SUPPLIED DATA
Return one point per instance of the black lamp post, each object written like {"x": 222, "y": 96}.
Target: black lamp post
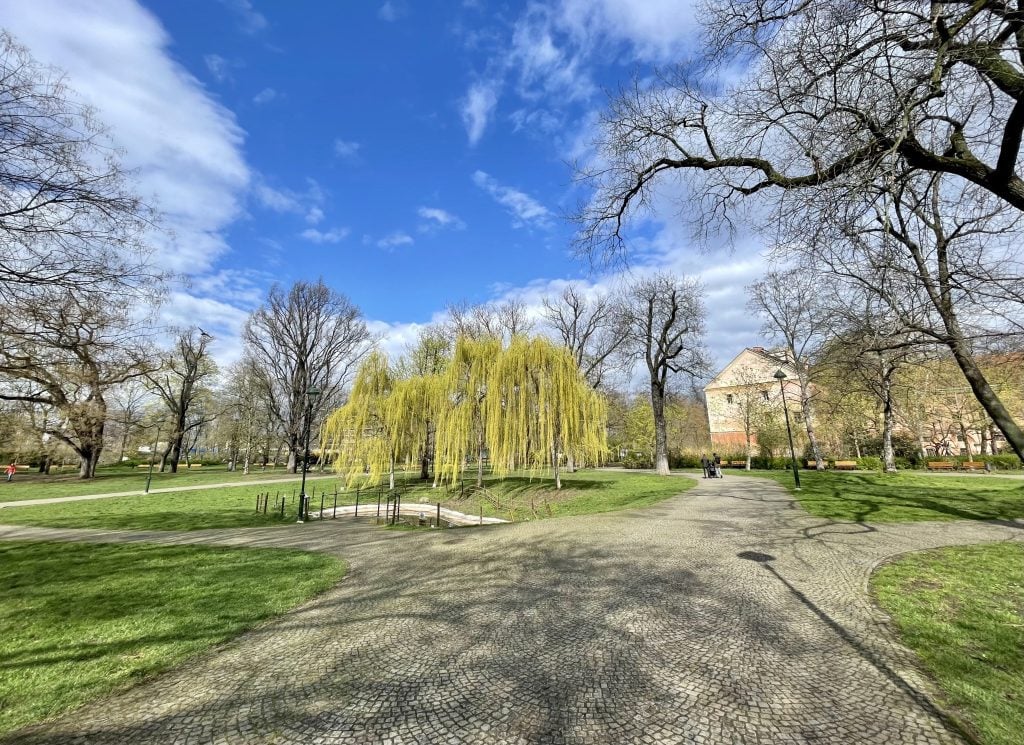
{"x": 780, "y": 376}
{"x": 311, "y": 395}
{"x": 153, "y": 453}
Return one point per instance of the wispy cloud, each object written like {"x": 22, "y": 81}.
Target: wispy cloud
{"x": 521, "y": 206}
{"x": 219, "y": 68}
{"x": 346, "y": 148}
{"x": 264, "y": 96}
{"x": 251, "y": 20}
{"x": 436, "y": 217}
{"x": 477, "y": 107}
{"x": 334, "y": 235}
{"x": 394, "y": 239}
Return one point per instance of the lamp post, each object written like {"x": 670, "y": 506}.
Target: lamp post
{"x": 780, "y": 376}
{"x": 153, "y": 452}
{"x": 311, "y": 395}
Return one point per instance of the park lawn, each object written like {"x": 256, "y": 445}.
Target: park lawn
{"x": 904, "y": 496}
{"x": 962, "y": 610}
{"x": 197, "y": 510}
{"x": 525, "y": 496}
{"x": 118, "y": 479}
{"x": 79, "y": 621}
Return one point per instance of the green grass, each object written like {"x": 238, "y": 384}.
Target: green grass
{"x": 230, "y": 508}
{"x": 962, "y": 609}
{"x": 518, "y": 497}
{"x": 79, "y": 621}
{"x": 903, "y": 497}
{"x": 114, "y": 480}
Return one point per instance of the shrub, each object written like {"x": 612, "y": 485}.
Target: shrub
{"x": 869, "y": 463}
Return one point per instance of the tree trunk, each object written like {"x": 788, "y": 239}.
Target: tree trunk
{"x": 805, "y": 407}
{"x": 479, "y": 461}
{"x": 888, "y": 456}
{"x": 660, "y": 433}
{"x": 982, "y": 390}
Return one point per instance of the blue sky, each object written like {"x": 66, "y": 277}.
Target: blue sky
{"x": 412, "y": 154}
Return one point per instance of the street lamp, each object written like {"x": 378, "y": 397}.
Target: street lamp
{"x": 780, "y": 376}
{"x": 311, "y": 395}
{"x": 153, "y": 452}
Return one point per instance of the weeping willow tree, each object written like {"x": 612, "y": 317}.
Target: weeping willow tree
{"x": 540, "y": 408}
{"x": 527, "y": 405}
{"x": 461, "y": 429}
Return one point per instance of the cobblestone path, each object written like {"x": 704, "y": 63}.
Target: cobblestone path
{"x": 725, "y": 615}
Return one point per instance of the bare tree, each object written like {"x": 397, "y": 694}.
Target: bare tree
{"x": 791, "y": 304}
{"x": 307, "y": 338}
{"x": 68, "y": 216}
{"x": 664, "y": 317}
{"x": 943, "y": 257}
{"x": 498, "y": 320}
{"x": 68, "y": 353}
{"x": 591, "y": 329}
{"x": 836, "y": 89}
{"x": 180, "y": 382}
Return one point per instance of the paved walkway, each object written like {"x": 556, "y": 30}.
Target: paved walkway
{"x": 726, "y": 615}
{"x": 292, "y": 479}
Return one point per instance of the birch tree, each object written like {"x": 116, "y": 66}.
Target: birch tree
{"x": 664, "y": 317}
{"x": 309, "y": 337}
{"x": 790, "y": 303}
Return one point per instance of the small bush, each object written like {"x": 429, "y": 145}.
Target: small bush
{"x": 869, "y": 463}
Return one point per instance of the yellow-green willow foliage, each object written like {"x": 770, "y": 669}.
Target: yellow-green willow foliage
{"x": 539, "y": 408}
{"x": 461, "y": 429}
{"x": 527, "y": 405}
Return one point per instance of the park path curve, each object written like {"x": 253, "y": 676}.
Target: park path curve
{"x": 724, "y": 615}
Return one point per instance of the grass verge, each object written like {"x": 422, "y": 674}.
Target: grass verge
{"x": 118, "y": 479}
{"x": 903, "y": 497}
{"x": 79, "y": 621}
{"x": 230, "y": 508}
{"x": 962, "y": 610}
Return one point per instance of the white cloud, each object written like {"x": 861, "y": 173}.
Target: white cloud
{"x": 346, "y": 148}
{"x": 251, "y": 19}
{"x": 440, "y": 218}
{"x": 183, "y": 145}
{"x": 477, "y": 107}
{"x": 521, "y": 206}
{"x": 219, "y": 68}
{"x": 264, "y": 96}
{"x": 334, "y": 235}
{"x": 394, "y": 239}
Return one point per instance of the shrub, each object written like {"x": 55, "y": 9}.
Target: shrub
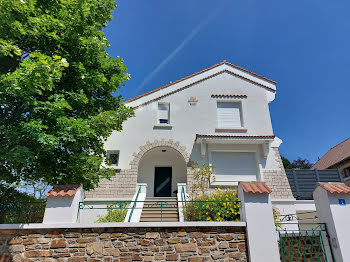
{"x": 19, "y": 207}
{"x": 114, "y": 214}
{"x": 226, "y": 207}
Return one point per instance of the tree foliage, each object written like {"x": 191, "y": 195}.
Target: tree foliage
{"x": 56, "y": 85}
{"x": 299, "y": 163}
{"x": 19, "y": 207}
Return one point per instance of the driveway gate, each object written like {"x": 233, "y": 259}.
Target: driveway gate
{"x": 308, "y": 242}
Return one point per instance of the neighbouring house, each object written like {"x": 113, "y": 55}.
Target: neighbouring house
{"x": 337, "y": 157}
{"x": 218, "y": 116}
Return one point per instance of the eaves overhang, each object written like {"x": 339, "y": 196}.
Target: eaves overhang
{"x": 233, "y": 139}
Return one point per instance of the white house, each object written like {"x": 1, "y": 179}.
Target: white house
{"x": 218, "y": 116}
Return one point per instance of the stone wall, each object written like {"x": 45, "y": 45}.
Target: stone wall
{"x": 123, "y": 184}
{"x": 277, "y": 180}
{"x": 124, "y": 244}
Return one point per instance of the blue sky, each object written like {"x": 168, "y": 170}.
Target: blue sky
{"x": 303, "y": 45}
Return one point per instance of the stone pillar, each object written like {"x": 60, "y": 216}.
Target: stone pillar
{"x": 332, "y": 202}
{"x": 256, "y": 211}
{"x": 63, "y": 204}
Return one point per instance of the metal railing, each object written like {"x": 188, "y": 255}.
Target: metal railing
{"x": 194, "y": 210}
{"x": 302, "y": 244}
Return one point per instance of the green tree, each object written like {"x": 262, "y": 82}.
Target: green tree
{"x": 286, "y": 163}
{"x": 56, "y": 85}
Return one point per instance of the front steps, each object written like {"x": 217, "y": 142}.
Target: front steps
{"x": 151, "y": 211}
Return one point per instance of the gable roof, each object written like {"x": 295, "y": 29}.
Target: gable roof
{"x": 335, "y": 155}
{"x": 202, "y": 71}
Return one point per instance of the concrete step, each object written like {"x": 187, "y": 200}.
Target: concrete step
{"x": 152, "y": 211}
{"x": 159, "y": 215}
{"x": 153, "y": 219}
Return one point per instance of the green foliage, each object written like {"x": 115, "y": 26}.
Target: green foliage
{"x": 299, "y": 163}
{"x": 225, "y": 207}
{"x": 19, "y": 207}
{"x": 202, "y": 176}
{"x": 286, "y": 163}
{"x": 56, "y": 85}
{"x": 113, "y": 215}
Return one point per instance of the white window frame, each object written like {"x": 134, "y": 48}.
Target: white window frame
{"x": 233, "y": 101}
{"x": 234, "y": 183}
{"x": 109, "y": 152}
{"x": 158, "y": 116}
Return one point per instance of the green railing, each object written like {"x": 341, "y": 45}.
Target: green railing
{"x": 22, "y": 212}
{"x": 194, "y": 210}
{"x": 304, "y": 244}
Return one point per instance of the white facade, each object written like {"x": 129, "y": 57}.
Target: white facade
{"x": 220, "y": 115}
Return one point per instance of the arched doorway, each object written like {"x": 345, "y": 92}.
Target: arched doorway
{"x": 162, "y": 168}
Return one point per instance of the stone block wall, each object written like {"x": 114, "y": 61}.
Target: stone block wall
{"x": 192, "y": 244}
{"x": 277, "y": 180}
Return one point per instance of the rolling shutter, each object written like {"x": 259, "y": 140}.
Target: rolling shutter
{"x": 163, "y": 112}
{"x": 229, "y": 115}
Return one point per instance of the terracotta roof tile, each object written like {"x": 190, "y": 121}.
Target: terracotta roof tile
{"x": 229, "y": 95}
{"x": 335, "y": 155}
{"x": 255, "y": 187}
{"x": 63, "y": 190}
{"x": 199, "y": 72}
{"x": 335, "y": 188}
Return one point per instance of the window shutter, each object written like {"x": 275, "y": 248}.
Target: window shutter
{"x": 229, "y": 115}
{"x": 163, "y": 111}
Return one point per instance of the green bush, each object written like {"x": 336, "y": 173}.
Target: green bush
{"x": 18, "y": 207}
{"x": 225, "y": 208}
{"x": 113, "y": 215}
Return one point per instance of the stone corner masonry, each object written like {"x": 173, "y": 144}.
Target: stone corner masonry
{"x": 178, "y": 243}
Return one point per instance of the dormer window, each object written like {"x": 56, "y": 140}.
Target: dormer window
{"x": 163, "y": 113}
{"x": 229, "y": 115}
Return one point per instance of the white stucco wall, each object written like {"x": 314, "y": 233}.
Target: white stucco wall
{"x": 156, "y": 158}
{"x": 186, "y": 121}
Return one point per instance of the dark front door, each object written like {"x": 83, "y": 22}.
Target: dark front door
{"x": 162, "y": 182}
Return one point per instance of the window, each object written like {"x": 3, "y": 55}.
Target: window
{"x": 346, "y": 172}
{"x": 229, "y": 115}
{"x": 113, "y": 156}
{"x": 163, "y": 113}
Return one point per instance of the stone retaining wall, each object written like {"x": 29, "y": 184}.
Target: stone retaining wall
{"x": 124, "y": 244}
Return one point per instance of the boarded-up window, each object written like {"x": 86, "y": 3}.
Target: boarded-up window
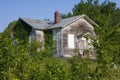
{"x": 71, "y": 41}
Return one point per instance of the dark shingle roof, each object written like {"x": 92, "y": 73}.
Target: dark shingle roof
{"x": 66, "y": 21}
{"x": 35, "y": 23}
{"x": 39, "y": 24}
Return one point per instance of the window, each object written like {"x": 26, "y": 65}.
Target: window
{"x": 71, "y": 41}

EXERCISE OBJECTIVE
Starting at the line that contains "Target: dark shingle roof", retype each remaining line of the records exactly; that line and the last line are both included.

EXERCISE SOLUTION
Target: dark shingle roof
{"x": 66, "y": 21}
{"x": 35, "y": 23}
{"x": 39, "y": 24}
Return one point per instance of the window, each object written like {"x": 26, "y": 65}.
Target: window
{"x": 71, "y": 41}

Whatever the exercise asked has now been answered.